*Problem*. Write out each record again exactly as it stands.

*Records to use*.
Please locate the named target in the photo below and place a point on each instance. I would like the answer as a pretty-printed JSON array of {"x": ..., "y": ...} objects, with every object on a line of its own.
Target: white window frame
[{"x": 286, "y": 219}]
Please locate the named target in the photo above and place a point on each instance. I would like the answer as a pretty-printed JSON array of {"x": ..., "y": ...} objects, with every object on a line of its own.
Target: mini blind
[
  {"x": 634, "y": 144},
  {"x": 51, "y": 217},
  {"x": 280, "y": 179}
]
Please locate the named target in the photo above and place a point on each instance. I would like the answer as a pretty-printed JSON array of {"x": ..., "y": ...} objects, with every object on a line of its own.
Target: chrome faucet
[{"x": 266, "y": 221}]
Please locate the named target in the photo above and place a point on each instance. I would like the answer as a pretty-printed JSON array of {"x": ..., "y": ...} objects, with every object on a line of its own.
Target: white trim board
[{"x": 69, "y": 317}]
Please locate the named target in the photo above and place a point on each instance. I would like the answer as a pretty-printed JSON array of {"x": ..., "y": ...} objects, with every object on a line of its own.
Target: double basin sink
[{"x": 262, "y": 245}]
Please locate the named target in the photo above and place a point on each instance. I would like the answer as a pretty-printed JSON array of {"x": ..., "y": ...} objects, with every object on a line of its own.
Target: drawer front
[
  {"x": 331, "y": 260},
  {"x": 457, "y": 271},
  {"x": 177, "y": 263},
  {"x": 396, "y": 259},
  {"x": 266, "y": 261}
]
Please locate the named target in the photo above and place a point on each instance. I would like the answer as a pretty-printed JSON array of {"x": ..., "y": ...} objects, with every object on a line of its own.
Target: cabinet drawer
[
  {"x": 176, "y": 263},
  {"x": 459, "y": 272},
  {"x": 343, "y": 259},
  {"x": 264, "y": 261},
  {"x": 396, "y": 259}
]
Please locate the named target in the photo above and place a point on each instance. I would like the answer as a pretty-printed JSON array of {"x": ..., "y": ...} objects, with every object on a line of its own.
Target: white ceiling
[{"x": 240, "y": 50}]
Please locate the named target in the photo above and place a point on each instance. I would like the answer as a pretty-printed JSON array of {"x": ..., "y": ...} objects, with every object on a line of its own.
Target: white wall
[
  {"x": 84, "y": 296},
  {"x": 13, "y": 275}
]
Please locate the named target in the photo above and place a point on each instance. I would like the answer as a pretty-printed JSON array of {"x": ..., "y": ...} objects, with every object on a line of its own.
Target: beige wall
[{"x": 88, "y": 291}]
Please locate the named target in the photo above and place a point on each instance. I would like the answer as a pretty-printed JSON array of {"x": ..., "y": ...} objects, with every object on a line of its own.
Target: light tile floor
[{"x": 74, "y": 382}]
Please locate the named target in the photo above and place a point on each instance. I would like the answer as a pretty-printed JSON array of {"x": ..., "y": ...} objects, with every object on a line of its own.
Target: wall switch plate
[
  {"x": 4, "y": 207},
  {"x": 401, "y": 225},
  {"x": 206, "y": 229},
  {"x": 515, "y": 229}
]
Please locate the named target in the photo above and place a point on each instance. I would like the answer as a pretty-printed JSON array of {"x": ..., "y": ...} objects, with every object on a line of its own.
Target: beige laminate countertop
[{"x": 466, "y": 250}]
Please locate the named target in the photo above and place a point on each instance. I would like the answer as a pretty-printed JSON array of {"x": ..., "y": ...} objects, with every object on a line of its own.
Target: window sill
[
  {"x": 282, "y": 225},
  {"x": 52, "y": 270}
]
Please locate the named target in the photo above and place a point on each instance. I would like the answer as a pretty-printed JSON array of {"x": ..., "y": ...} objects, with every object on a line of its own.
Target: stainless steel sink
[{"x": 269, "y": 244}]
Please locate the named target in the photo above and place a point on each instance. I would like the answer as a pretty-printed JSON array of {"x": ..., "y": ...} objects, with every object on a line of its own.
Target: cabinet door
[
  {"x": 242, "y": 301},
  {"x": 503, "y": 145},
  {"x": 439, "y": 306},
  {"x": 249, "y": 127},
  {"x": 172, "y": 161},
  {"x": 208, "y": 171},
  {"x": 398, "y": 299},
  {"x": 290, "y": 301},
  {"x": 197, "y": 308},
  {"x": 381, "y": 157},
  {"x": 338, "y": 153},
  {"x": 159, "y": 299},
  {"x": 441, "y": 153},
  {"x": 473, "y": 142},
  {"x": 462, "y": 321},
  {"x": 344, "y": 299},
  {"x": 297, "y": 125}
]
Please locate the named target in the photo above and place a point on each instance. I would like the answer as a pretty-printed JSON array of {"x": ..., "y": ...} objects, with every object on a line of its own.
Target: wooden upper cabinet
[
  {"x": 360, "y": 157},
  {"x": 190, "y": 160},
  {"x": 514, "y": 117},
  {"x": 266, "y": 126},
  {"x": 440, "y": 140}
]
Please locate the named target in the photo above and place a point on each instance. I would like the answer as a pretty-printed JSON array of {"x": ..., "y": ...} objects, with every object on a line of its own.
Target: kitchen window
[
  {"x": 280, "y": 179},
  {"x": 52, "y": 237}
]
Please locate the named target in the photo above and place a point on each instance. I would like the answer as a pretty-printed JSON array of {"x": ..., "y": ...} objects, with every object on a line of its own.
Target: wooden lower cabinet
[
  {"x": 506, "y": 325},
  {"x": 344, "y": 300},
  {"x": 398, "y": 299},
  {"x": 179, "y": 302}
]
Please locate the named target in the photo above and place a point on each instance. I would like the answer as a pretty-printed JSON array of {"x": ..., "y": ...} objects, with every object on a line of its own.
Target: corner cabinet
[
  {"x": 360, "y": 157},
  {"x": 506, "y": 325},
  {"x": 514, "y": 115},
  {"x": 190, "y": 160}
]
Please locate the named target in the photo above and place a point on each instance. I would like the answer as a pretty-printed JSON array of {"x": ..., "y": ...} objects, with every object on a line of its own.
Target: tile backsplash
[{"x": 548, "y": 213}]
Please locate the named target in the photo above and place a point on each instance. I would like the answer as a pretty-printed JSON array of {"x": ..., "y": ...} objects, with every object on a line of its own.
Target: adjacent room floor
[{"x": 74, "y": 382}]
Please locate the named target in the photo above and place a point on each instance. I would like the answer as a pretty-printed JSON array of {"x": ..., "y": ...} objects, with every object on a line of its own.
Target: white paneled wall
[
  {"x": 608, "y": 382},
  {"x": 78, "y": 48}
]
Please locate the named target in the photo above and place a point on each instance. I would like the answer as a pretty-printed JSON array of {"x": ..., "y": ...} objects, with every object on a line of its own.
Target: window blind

*Finished exercise*.
Please locate the named target in the photo below and place a point on each instance. I would like the answer as a pretty-printed JSON array of {"x": ..., "y": ...} objects, with every object on a line of its own.
Target: white window frame
[{"x": 286, "y": 219}]
Please locate the named target in the photo above and place a point on each instance. I would like the answer as a pretty-printed JSON array of {"x": ..., "y": ...} objects, with every object on a line of its own.
Target: mini blind
[
  {"x": 634, "y": 144},
  {"x": 51, "y": 217},
  {"x": 280, "y": 179}
]
Please locate the named target in the photo above and place a point on each instance. I would like the answer as a pretty-printed JSON array of {"x": ..., "y": ...} objects, with every object on a line of its own.
Target: chrome faucet
[{"x": 266, "y": 221}]
Please locate the named target in the photo above and place a point on each instance. I would like the answer as a pretty-printed JSON array of {"x": ..., "y": ...} objects, with every object on a line of its own.
Target: white trim board
[{"x": 69, "y": 317}]
Please locate the named target in the photo above and place a point on each instance. I would like the answer as a pretty-printed JSON array of {"x": ..., "y": ...} objects, with every object on a line of its own.
Target: double basin sink
[{"x": 262, "y": 245}]
Please locate the named target in the photo above and place a point on each instance. I would like the answer as a pretty-printed JSON array of {"x": ..., "y": ...} objects, with every object on a line of its own.
Target: drawer front
[
  {"x": 331, "y": 260},
  {"x": 457, "y": 271},
  {"x": 177, "y": 263},
  {"x": 396, "y": 259},
  {"x": 266, "y": 261}
]
Please locate the named target in the photo above and place a point on each instance. I would like the answer as a pretty-printed JSON array of {"x": ..., "y": ...} objects, with every object on a line of its own.
Target: cabinet drawer
[
  {"x": 176, "y": 263},
  {"x": 459, "y": 272},
  {"x": 343, "y": 259},
  {"x": 264, "y": 261},
  {"x": 396, "y": 259}
]
Please locate the named target in the photo above and place a point on each instance. I would like the answer as a pretty-printed JSON array of {"x": ..., "y": ...} objects, with every object on a line of its own.
Target: white ceiling
[{"x": 240, "y": 50}]
Please locate the named target in the photo above and place a point on each instance. I would like the answer as a pretty-printed JSON array of {"x": ..., "y": ...} objects, with every object on a line of its own.
Target: white wall
[
  {"x": 84, "y": 296},
  {"x": 13, "y": 275}
]
Please locate the named target in the photo above and place a point on each instance. I would like the answer as a pretty-printed JSON array of {"x": ..., "y": ...} objects, with every object on a line of its own.
Target: beige wall
[{"x": 88, "y": 291}]
Please locate the named target in the photo above and place a point on each instance. I would like the answer as a pretty-printed JSON array of {"x": ..., "y": ...} objects, with every object on a line of its own.
Target: light tile floor
[{"x": 74, "y": 382}]
Please locate the named target in the photo above and place a point on each instance. I would like the answer as a pretty-printed JSON array of {"x": ..., "y": ...} objects, with every object on a line of its own.
Target: wall switch plate
[
  {"x": 4, "y": 207},
  {"x": 401, "y": 225},
  {"x": 206, "y": 229},
  {"x": 515, "y": 229}
]
Please locate the named target in the photo above and place a point on each instance. I would like the answer as a pretty-printed JSON array of {"x": ..., "y": ...} objects, with every object on a line of its own.
Target: beige laminate countertop
[{"x": 466, "y": 250}]
Please locate the named target in the photo above and place a point on each instance. I would like the answer as a pretty-printed JSON array of {"x": ..., "y": ...} objects, with every object on a line of its own.
Target: window sill
[
  {"x": 282, "y": 225},
  {"x": 52, "y": 270}
]
Please locate the named target in the photo above and place a point on each instance. I would like the answer as a pretty-printed JSON array of {"x": ..., "y": ...} objects, with every object on a line of its own.
Target: stainless steel sink
[{"x": 269, "y": 244}]
Please locate the named target in the photo above and place a point on each instance. I would like the answer as a pretty-printed JSON array of {"x": ..., "y": ...} objects, with every object on a line of its own.
Target: cabinet door
[
  {"x": 242, "y": 301},
  {"x": 503, "y": 145},
  {"x": 439, "y": 306},
  {"x": 249, "y": 127},
  {"x": 172, "y": 161},
  {"x": 208, "y": 171},
  {"x": 398, "y": 299},
  {"x": 290, "y": 301},
  {"x": 197, "y": 308},
  {"x": 381, "y": 157},
  {"x": 338, "y": 153},
  {"x": 159, "y": 299},
  {"x": 441, "y": 153},
  {"x": 473, "y": 142},
  {"x": 462, "y": 321},
  {"x": 344, "y": 299},
  {"x": 297, "y": 125}
]
Please locate the named target in the photo above and place a point on each instance. I would like the answer as a pretty-printed JSON array of {"x": ..., "y": ...} objects, with every object on a line of its own.
Target: wooden upper cabinet
[
  {"x": 360, "y": 157},
  {"x": 190, "y": 160},
  {"x": 514, "y": 117},
  {"x": 266, "y": 126},
  {"x": 440, "y": 140}
]
Please locate the named target in the photo above and place a point on each instance. I would like the answer as a pretty-printed JSON array of {"x": ..., "y": ...} objects, with every object on a line of its own.
Target: kitchen window
[
  {"x": 280, "y": 179},
  {"x": 52, "y": 237}
]
Please locate the named target in the photo above and place a point on each instance. I would like the answer as a pretty-printed JSON array of {"x": ..., "y": ...} objects, with every object on a line of its own.
Target: wooden lower cabinet
[
  {"x": 506, "y": 325},
  {"x": 344, "y": 300},
  {"x": 398, "y": 299},
  {"x": 179, "y": 302}
]
Please locate the named target in the photo above and place a point on each instance. I would like the answer as a pretty-printed JSON array of {"x": ..., "y": ...} objects, with every object on a line of its own.
Target: corner cabinet
[
  {"x": 360, "y": 157},
  {"x": 506, "y": 325},
  {"x": 514, "y": 115},
  {"x": 190, "y": 160}
]
Please locate the named target in the photo above and place a point on each instance. I would like the answer as a pretty-printed JSON array of {"x": ..., "y": ...} objects, with every object on a line of its own.
Target: tile backsplash
[{"x": 548, "y": 213}]
Please locate the named target in the photo above and place a point on each instance. I would like the answer as a pretty-printed JSON array of {"x": ..., "y": ...} objects, with every object on a line of its own.
Target: adjacent room floor
[{"x": 74, "y": 382}]
Please locate the named target in the photo above and place a point on each instance. I would like the answer as a pretty-printed JSON array of {"x": ..., "y": ...} objects, with every object on a line of its own.
Target: white paneled wall
[
  {"x": 608, "y": 382},
  {"x": 78, "y": 48}
]
Please locate the named target in the photo above and place a point on each instance. I would like the answer as a pretty-printed JSON array of {"x": ..., "y": ...} objects, with every object on a line of its own.
Target: window blind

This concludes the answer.